Directions — Select all lines in the records that include "segmentation".

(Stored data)

——

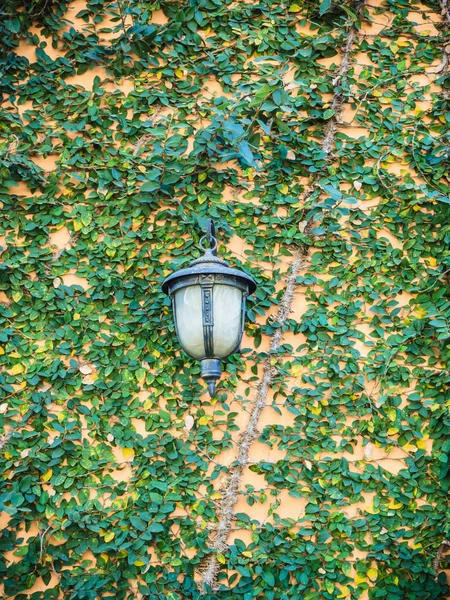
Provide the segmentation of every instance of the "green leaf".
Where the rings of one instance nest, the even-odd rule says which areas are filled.
[[[130,523],[138,531],[145,531],[147,529],[147,523],[143,519],[141,519],[141,517],[130,517]]]
[[[262,578],[267,583],[268,586],[273,588],[275,586],[275,577],[270,571],[263,571]]]
[[[342,193],[332,185],[323,185],[322,189],[324,192],[329,194],[333,200],[342,200]]]
[[[322,0],[322,2],[320,3],[319,13],[321,15],[324,15],[326,12],[329,11],[330,7],[331,7],[331,0]]]
[[[146,181],[141,185],[141,192],[154,192],[159,190],[159,181]]]
[[[13,33],[19,33],[20,21],[19,21],[19,19],[10,19],[8,21],[5,21],[5,27],[6,27],[6,29],[9,29],[9,31],[12,31]]]
[[[254,158],[253,158],[253,153],[250,150],[250,146],[249,143],[246,140],[243,140],[242,142],[240,142],[238,144],[238,150],[239,153],[241,155],[241,157],[244,159],[244,161],[248,164],[248,165],[253,165],[254,164]]]
[[[28,554],[29,546],[20,546],[13,552],[14,556],[26,556]]]
[[[250,101],[249,106],[251,108],[255,106],[260,106],[264,100],[266,100],[270,94],[277,89],[276,86],[273,85],[263,85],[255,94],[253,100]]]

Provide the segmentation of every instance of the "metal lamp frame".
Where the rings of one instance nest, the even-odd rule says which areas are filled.
[[[208,242],[209,247],[205,248],[203,243],[204,240]],[[205,251],[205,254],[201,258],[194,260],[188,268],[181,269],[180,271],[176,271],[169,275],[162,284],[162,290],[172,301],[175,329],[177,337],[180,339],[178,334],[179,327],[176,314],[175,292],[182,288],[192,286],[199,286],[201,289],[205,356],[200,359],[194,356],[193,358],[197,358],[197,360],[201,361],[202,377],[207,383],[210,395],[214,396],[216,391],[216,381],[221,375],[220,360],[239,351],[242,335],[244,333],[246,301],[247,297],[256,290],[256,283],[252,277],[239,269],[229,267],[226,261],[217,256],[217,240],[215,238],[214,223],[211,219],[208,219],[206,235],[200,240],[200,246]],[[213,288],[216,284],[229,285],[242,291],[239,338],[233,350],[224,356],[216,356],[214,352]],[[183,345],[182,348],[186,354],[192,356]]]

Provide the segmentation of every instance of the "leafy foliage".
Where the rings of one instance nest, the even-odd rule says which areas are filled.
[[[75,7],[1,8],[4,595],[197,597],[223,457],[303,245],[305,308],[272,358],[258,445],[276,459],[251,467],[209,598],[445,598],[432,568],[450,483],[440,3],[366,7],[337,90],[352,4]],[[198,256],[207,215],[259,283],[249,349],[215,402],[160,291]]]

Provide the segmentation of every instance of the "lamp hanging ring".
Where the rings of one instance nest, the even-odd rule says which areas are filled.
[[[215,254],[217,248],[217,240],[215,237],[208,238],[206,235],[204,235],[200,239],[199,246],[205,252],[206,250],[211,250],[211,252]]]
[[[208,246],[206,245],[208,243]],[[216,255],[217,240],[216,240],[216,228],[214,227],[214,221],[207,219],[206,221],[206,234],[200,240],[200,248],[205,252],[210,250]]]

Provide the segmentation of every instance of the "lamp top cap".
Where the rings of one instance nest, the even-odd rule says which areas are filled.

——

Task result —
Provide the segmentation of every instance of the "green leaf".
Provide the segmentation of every instance of the "metal lamp frame".
Provide the segmentation of every instance of the "leafy foliage".
Provide the segmentation of every instance of the "lamp hanging ring".
Provide the segmentation of every instance of the "lamp top cap".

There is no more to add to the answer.